# Problem requirements
Give back exactly the lines of the material below that start at the line containing "point_to(query) returns, for every instance of the distant" and end at the line containing "Target: distant mountain ridge", and no others.

# Data shown
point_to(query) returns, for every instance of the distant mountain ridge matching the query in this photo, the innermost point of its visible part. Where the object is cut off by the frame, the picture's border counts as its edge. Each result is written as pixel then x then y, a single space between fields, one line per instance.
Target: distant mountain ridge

--

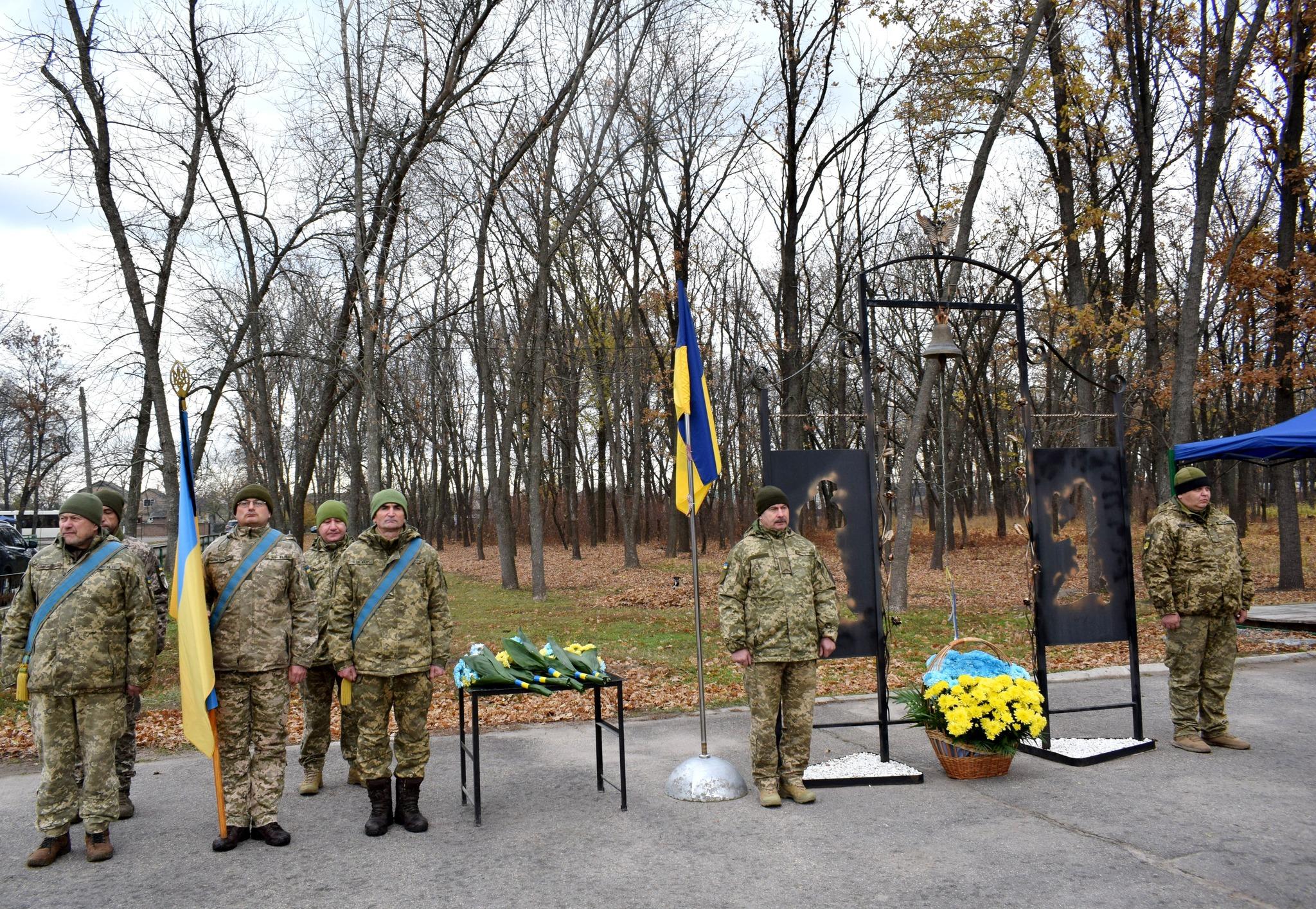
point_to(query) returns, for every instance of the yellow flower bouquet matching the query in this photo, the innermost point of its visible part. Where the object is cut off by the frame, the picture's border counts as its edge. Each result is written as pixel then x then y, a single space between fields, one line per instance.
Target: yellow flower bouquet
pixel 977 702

# Problem solution
point_to(query) returns, for every instance of the distant mountain ridge matching the query in this photo, the innermost point of its visible part. Where the object is cut off by the frame, the picture's border counts as its edge. Each result is written as pixel then x then y, a single space between fields, one line per instance.
Target: distant mountain ridge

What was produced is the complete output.